Challenge 1:
Which antique car clubs does the antique car article name? List every one.
Challenge 2:
From the antique car article, return the passage that opens with the words containing "Antique car collectors" and closes with "off the pope.".
Challenge 3:
Answer these questions about the antique car article:
(a) What is the name of the Vatican's recent list for drivers?
(b) How old is Don Bourdon?
(c) In which town is Hemmings Motor News headquartered?

Antique car collectors cruise back to yesteryear
Nowhere in the Vatican’s recently proffered Ten Commandments for Drivers  do the words “Thou shalt not covet the cars of days gone by” appear. Apparently wistful sentimentality is not one of the emotions that causes the sort of “primitive behavior” — i.e., road rage — that the pontiff so delicately denounced. Therefore, the thousands of Vermonters who restore, wax, pamper and dream about old cars can rest easy as they continue to indulge their passion without pissing off the pope.
“Americans are in love with their cars, no doubt about it,” says Don Bourdon, 59, of Woodstock, an avid collector and builder of Stanley Steamers . What better way to profess a fascination with the automobile than to devote countless hours and dollars to the poor hulks that have been abandoned in the breakdown lane of history’s highway?
Vermont has at least 37 antique car clubs scattered all over the state. They include the Classic Cruzers (Swanton), the Poor Man’s Car Club (Chester), and the Rutland Area Vehicle Enthusiasts, or RAVE. Not afraid of a little esoterica, Vermonters also embrace the Twin-State Chapter of the Early Ford V-8 Club, the Vermont Independent Corvair Enthusiasts, or VICE, the Vermont Street Rodders (Colchester), and the Burlington-based Ferraristi Vermont (ownership of a Ferrari not required). All this info and more is offered by http://www.hemmings.com , the website of the venerable Hemmings Motor News. The monthly magazine, which bills itself as the “World’s Largest Collector Car Marketplace,” is headquartered in Bennington.

Data supplied:

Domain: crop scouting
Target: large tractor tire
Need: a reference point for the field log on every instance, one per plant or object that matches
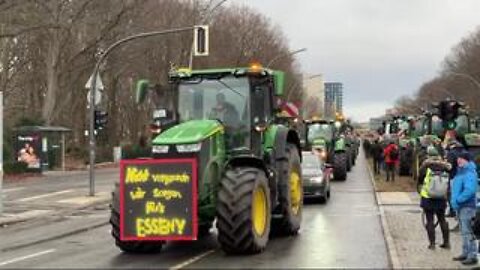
(349, 159)
(243, 211)
(129, 246)
(290, 195)
(354, 157)
(340, 166)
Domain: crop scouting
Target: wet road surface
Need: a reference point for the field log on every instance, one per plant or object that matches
(344, 233)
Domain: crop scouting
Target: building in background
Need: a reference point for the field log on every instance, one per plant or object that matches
(314, 93)
(333, 98)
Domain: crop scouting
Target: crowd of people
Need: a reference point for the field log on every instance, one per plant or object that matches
(447, 178)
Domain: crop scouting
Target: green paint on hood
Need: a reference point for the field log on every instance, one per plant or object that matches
(189, 132)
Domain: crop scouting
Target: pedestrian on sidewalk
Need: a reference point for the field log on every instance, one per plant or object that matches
(377, 154)
(454, 148)
(463, 201)
(392, 156)
(433, 206)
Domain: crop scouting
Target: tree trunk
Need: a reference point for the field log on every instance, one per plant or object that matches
(50, 99)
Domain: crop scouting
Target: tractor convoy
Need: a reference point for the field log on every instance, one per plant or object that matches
(446, 120)
(220, 153)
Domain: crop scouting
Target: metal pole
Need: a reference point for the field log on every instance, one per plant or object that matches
(63, 151)
(93, 91)
(1, 153)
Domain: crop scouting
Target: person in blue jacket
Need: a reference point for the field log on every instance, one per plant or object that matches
(463, 201)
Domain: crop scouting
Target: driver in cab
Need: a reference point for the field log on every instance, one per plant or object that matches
(225, 112)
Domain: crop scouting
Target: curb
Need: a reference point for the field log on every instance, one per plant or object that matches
(58, 236)
(391, 247)
(17, 219)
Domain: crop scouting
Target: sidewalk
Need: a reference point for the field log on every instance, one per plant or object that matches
(54, 194)
(406, 237)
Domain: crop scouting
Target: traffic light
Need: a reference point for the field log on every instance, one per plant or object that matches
(200, 40)
(100, 119)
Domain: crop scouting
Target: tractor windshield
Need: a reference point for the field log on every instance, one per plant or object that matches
(320, 131)
(462, 124)
(225, 99)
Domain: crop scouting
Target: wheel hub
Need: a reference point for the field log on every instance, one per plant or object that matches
(259, 211)
(295, 192)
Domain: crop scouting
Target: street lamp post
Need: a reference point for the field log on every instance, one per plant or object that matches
(295, 86)
(284, 55)
(205, 20)
(93, 89)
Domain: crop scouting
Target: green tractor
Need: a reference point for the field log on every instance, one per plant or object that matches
(347, 133)
(428, 130)
(247, 166)
(323, 136)
(458, 123)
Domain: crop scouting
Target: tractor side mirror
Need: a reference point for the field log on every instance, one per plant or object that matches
(141, 90)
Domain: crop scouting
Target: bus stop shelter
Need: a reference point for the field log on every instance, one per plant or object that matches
(41, 147)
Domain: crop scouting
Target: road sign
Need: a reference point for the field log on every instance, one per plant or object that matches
(200, 40)
(98, 97)
(98, 82)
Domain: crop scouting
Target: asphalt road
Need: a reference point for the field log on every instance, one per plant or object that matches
(344, 233)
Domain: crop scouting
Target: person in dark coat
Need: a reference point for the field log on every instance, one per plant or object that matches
(391, 162)
(433, 206)
(464, 201)
(377, 154)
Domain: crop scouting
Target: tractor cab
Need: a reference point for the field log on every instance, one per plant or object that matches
(224, 137)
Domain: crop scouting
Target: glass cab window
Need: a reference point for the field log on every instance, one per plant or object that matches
(319, 131)
(224, 99)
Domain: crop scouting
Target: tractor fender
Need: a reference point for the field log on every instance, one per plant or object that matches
(252, 161)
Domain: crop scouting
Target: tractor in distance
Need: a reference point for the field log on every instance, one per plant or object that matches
(323, 136)
(243, 166)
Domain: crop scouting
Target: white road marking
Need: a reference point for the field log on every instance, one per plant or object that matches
(27, 199)
(192, 260)
(27, 257)
(7, 190)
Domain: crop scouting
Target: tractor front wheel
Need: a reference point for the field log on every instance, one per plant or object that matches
(290, 195)
(243, 211)
(340, 166)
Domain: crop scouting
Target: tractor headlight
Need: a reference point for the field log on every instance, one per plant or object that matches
(189, 148)
(160, 149)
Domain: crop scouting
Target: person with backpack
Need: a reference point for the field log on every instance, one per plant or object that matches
(433, 181)
(392, 158)
(464, 201)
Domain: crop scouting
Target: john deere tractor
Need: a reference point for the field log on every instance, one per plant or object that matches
(323, 136)
(246, 169)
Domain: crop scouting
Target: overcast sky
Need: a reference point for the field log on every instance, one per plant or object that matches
(379, 49)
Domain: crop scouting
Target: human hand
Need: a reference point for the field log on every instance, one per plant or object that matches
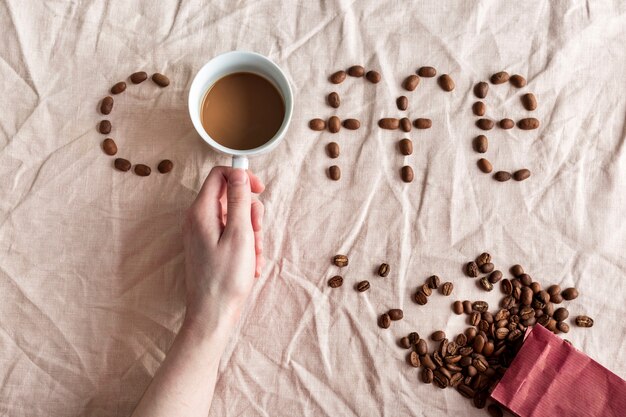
(223, 236)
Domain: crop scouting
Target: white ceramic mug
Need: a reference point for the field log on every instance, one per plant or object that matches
(228, 63)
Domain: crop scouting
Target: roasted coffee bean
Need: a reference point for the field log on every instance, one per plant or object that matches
(118, 88)
(351, 124)
(332, 149)
(584, 321)
(405, 124)
(529, 123)
(105, 127)
(410, 83)
(122, 164)
(427, 72)
(481, 144)
(484, 165)
(446, 82)
(165, 166)
(517, 81)
(485, 124)
(340, 260)
(160, 79)
(107, 105)
(138, 77)
(142, 170)
(471, 269)
(499, 77)
(395, 314)
(384, 321)
(333, 100)
(479, 108)
(373, 76)
(334, 124)
(335, 282)
(507, 123)
(529, 101)
(502, 176)
(356, 71)
(422, 123)
(446, 288)
(521, 175)
(109, 146)
(317, 124)
(338, 77)
(406, 173)
(389, 123)
(570, 293)
(457, 307)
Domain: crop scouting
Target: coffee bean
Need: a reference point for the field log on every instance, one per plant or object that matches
(485, 124)
(389, 123)
(481, 89)
(332, 149)
(517, 81)
(109, 146)
(406, 146)
(410, 83)
(528, 123)
(334, 124)
(373, 76)
(165, 166)
(499, 77)
(160, 79)
(142, 170)
(479, 108)
(356, 71)
(406, 173)
(384, 321)
(570, 293)
(138, 77)
(484, 165)
(502, 176)
(333, 100)
(457, 307)
(118, 88)
(422, 123)
(351, 124)
(507, 123)
(405, 124)
(529, 101)
(317, 124)
(481, 144)
(446, 83)
(105, 127)
(338, 77)
(427, 72)
(402, 102)
(395, 314)
(122, 164)
(521, 175)
(335, 282)
(471, 269)
(107, 105)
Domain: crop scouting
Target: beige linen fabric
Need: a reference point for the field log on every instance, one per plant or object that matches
(91, 263)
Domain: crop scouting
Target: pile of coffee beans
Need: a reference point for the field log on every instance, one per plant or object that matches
(109, 146)
(479, 109)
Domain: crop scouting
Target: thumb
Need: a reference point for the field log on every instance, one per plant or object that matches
(239, 199)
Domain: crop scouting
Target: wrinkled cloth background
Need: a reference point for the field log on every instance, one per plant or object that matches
(91, 263)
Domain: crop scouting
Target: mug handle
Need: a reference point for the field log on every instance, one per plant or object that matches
(240, 162)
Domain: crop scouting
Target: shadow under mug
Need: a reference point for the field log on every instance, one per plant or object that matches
(232, 62)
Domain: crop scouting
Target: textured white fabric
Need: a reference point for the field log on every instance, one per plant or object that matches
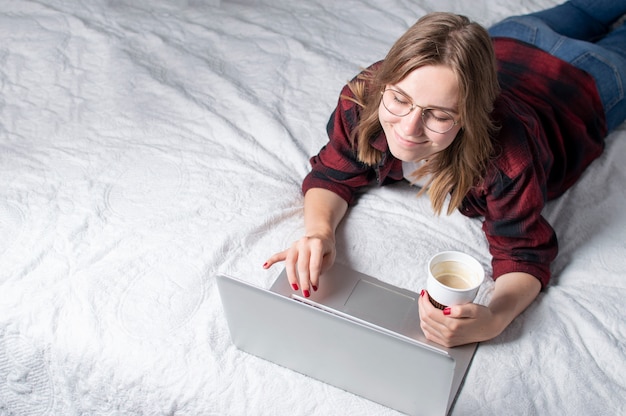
(146, 146)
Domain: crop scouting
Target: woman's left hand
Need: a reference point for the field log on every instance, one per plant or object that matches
(464, 324)
(457, 325)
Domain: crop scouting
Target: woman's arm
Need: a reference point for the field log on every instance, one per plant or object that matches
(464, 324)
(314, 253)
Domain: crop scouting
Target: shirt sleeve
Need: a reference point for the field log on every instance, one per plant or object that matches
(520, 238)
(336, 167)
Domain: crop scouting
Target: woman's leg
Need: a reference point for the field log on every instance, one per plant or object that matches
(604, 60)
(583, 19)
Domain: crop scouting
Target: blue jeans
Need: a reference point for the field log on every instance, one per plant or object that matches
(580, 32)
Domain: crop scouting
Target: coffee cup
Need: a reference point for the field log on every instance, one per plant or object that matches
(453, 278)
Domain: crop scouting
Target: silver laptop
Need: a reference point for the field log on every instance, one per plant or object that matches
(356, 333)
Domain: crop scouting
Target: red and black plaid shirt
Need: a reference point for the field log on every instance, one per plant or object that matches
(552, 127)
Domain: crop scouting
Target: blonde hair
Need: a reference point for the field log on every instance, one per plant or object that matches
(466, 48)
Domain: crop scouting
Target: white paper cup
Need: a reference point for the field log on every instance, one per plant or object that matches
(453, 278)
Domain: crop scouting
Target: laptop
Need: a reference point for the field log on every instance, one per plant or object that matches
(356, 333)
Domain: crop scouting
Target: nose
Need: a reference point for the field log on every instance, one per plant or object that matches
(413, 123)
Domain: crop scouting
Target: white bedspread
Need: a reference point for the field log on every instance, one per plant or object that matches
(147, 145)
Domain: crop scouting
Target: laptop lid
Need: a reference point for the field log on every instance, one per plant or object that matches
(395, 367)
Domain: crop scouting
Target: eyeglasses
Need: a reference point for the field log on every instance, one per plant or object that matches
(434, 119)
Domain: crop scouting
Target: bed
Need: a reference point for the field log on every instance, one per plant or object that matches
(146, 146)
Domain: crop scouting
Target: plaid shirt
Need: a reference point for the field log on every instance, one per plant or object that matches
(552, 127)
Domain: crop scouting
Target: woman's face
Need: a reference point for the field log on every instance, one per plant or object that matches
(432, 87)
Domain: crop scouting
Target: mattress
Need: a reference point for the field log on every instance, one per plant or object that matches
(147, 146)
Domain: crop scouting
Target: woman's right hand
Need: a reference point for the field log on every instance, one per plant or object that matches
(305, 261)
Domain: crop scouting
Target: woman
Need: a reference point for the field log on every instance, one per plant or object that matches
(499, 122)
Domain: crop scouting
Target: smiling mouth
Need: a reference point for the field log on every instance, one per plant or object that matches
(406, 142)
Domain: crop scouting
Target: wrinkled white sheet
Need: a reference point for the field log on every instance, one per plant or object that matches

Full answer 1:
Classic Cruzers (Swanton)
Poor Man's Car Club (Chester)
Rutland Area Vehicle Enthusiasts (RAVE)
Twin-State Chapter of the Early Ford V-8 Club
Vermont Independent Corvair Enthusiasts (VICE)
Vermont Street Rodders (Colchester)
Ferraristi Vermont (Burlington)

Full answer 2:
Antique car collectors cruise back to yesteryear
Nowhere in the Vatican’s recently proffered Ten Commandments for Drivers  do the words “Thou shalt not covet the cars of days gone by” appear. Apparently wistful sentimentality is not one of the emotions that causes the sort of “primitive behavior” — i.e., road rage — that the pontiff so delicately denounced. Therefore, the thousands of Vermonters who restore, wax, pamper and dream about old cars can rest easy as they continue to indulge their passion without pissing off the pope.

Full answer 3:
(a) Ten Commandments for Drivers
(b) 59
(c) Bennington